Aim: Can you recast the records below as a Markdown table with two columns, Row (a running number) and Line (the line itself), leaving out blank lines?

□ □ □

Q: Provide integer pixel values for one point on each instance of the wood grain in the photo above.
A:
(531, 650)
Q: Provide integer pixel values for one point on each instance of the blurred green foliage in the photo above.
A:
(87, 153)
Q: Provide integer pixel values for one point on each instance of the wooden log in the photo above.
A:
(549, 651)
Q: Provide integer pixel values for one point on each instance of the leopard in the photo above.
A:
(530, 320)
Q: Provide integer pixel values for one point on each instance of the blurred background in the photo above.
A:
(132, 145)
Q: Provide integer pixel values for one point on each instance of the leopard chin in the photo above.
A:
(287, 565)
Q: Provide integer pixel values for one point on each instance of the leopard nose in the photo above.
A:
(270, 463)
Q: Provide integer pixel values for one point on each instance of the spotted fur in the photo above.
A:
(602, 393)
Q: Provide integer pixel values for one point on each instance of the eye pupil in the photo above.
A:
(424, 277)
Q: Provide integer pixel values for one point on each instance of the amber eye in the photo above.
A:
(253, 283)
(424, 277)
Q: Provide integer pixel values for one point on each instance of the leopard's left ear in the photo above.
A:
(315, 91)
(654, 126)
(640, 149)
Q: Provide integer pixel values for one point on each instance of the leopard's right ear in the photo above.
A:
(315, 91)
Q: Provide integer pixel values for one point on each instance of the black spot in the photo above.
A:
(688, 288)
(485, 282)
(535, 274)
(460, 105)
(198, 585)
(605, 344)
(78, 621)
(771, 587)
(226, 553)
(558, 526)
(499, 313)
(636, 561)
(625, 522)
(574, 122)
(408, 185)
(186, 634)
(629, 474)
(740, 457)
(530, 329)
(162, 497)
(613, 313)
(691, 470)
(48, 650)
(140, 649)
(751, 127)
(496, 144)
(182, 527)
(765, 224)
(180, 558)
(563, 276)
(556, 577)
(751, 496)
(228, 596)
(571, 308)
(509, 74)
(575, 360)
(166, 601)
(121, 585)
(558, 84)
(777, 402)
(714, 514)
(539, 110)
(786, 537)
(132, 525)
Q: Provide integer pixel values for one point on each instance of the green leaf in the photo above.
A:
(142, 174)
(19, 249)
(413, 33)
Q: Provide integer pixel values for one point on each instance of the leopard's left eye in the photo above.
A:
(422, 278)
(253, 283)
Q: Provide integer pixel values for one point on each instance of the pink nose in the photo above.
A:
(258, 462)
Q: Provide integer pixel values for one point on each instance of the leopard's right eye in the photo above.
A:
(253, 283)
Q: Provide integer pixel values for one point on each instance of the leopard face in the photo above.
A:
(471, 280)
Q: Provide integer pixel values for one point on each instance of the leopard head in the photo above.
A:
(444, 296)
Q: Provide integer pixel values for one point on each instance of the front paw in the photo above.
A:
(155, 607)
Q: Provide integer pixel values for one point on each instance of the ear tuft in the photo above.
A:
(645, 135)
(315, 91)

□ □ □

Problem solution:
| Row | Line |
|---|---|
| 1 | Q: Provide integer pixel values for one point on each instance of the wood grain in the photo above. |
| 2 | A: |
| 3 | (531, 650) |
| 4 | Q: Provide integer pixel values for one point on each instance of the blurred green foliage in the photo above. |
| 5 | A: |
| 6 | (87, 153) |
| 7 | Q: Provide integer pixel values for one point on each instance of the wooden log in the photo above. |
| 8 | A: |
| 9 | (549, 651) |
| 10 | Q: Provide integer pixel values for one point on each instance of the leopard in the photo above. |
| 11 | A: |
| 12 | (530, 320) |
| 13 | Q: Provide integer pixel values for one point on each instance of the blurred background in the photo above. |
| 14 | A: |
| 15 | (132, 145) |
| 16 | Q: Provide integer pixel values for one point on each instance of the leopard chin in the photo above. |
| 17 | A: |
| 18 | (287, 565) |
| 19 | Q: Provide integer pixel values for one point on each instance of the leopard nose in the photo above. |
| 20 | A: |
| 21 | (270, 463) |
| 22 | Q: Provide integer pixel values for one point on each instance of the spotted fur in the photo above. |
| 23 | A: |
| 24 | (602, 393) |
| 25 | Q: Provide integer pixel values for one point on each instance of the eye pupil in the photo above. |
| 26 | A: |
| 27 | (424, 277) |
| 28 | Q: Provide integer pixel values for one point on each instance of the amber eye in the photo above. |
| 29 | A: |
| 30 | (253, 283) |
| 31 | (424, 277) |
| 32 | Q: Provide integer pixel values for one point on each instance of the leopard's left ear in the photo above. |
| 33 | A: |
| 34 | (315, 91) |
| 35 | (654, 126) |
| 36 | (640, 149) |
| 37 | Q: Provide integer pixel values for one point on each instance of the leopard's right ear in the photo above. |
| 38 | A: |
| 39 | (315, 91) |
| 40 | Q: Provide integer pixel values for one point on each instance of the black spot in the photo above. |
| 41 | A: |
| 42 | (688, 288) |
| 43 | (485, 282) |
| 44 | (535, 274) |
| 45 | (460, 105) |
| 46 | (198, 585) |
| 47 | (605, 344) |
| 48 | (78, 621) |
| 49 | (771, 587) |
| 50 | (226, 553) |
| 51 | (558, 526) |
| 52 | (499, 313) |
| 53 | (636, 561) |
| 54 | (625, 522) |
| 55 | (574, 122) |
| 56 | (408, 185) |
| 57 | (186, 634) |
| 58 | (629, 474) |
| 59 | (740, 457) |
| 60 | (530, 329) |
| 61 | (162, 497) |
| 62 | (613, 313) |
| 63 | (691, 470) |
| 64 | (48, 650) |
| 65 | (140, 649) |
| 66 | (751, 127) |
| 67 | (496, 144) |
| 68 | (182, 527) |
| 69 | (765, 224) |
| 70 | (180, 558) |
| 71 | (563, 276) |
| 72 | (556, 577) |
| 73 | (751, 496) |
| 74 | (228, 596) |
| 75 | (571, 308) |
| 76 | (509, 74) |
| 77 | (575, 360) |
| 78 | (166, 601) |
| 79 | (121, 585) |
| 80 | (558, 84) |
| 81 | (777, 402) |
| 82 | (714, 514) |
| 83 | (539, 110) |
| 84 | (786, 537) |
| 85 | (132, 525) |
| 86 | Q: Provide integer pixel values for one point on each instance of the green leaf in the photo above. |
| 87 | A: |
| 88 | (142, 174) |
| 89 | (19, 249) |
| 90 | (413, 33) |
| 91 | Q: Provide integer pixel values for one point on each instance of the leopard's left eye in the photo above. |
| 92 | A: |
| 93 | (422, 278) |
| 94 | (253, 283) |
| 95 | Q: Provide integer pixel values for one point on each instance of the pink nose in the photo above. |
| 96 | A: |
| 97 | (258, 462) |
| 98 | Q: Provide integer pixel values for one point on each instance of the leopard's right eye in the photo above. |
| 99 | A: |
| 100 | (253, 283) |
| 101 | Q: Provide integer pixel values for one point on each instance of the leopard face in the photo above. |
| 102 | A: |
| 103 | (471, 280) |
| 104 | Q: Provide integer pixel values for one point on each instance of the leopard head in the photo above. |
| 105 | A: |
| 106 | (444, 296) |
| 107 | Q: Provide integer pixel values for one point on each instance of the front paw in the photo above. |
| 108 | A: |
| 109 | (155, 607) |
| 110 | Q: Provide integer pixel values for one point on each instance of the ear tuft in the photo above. |
| 111 | A: |
| 112 | (645, 135) |
| 113 | (315, 91) |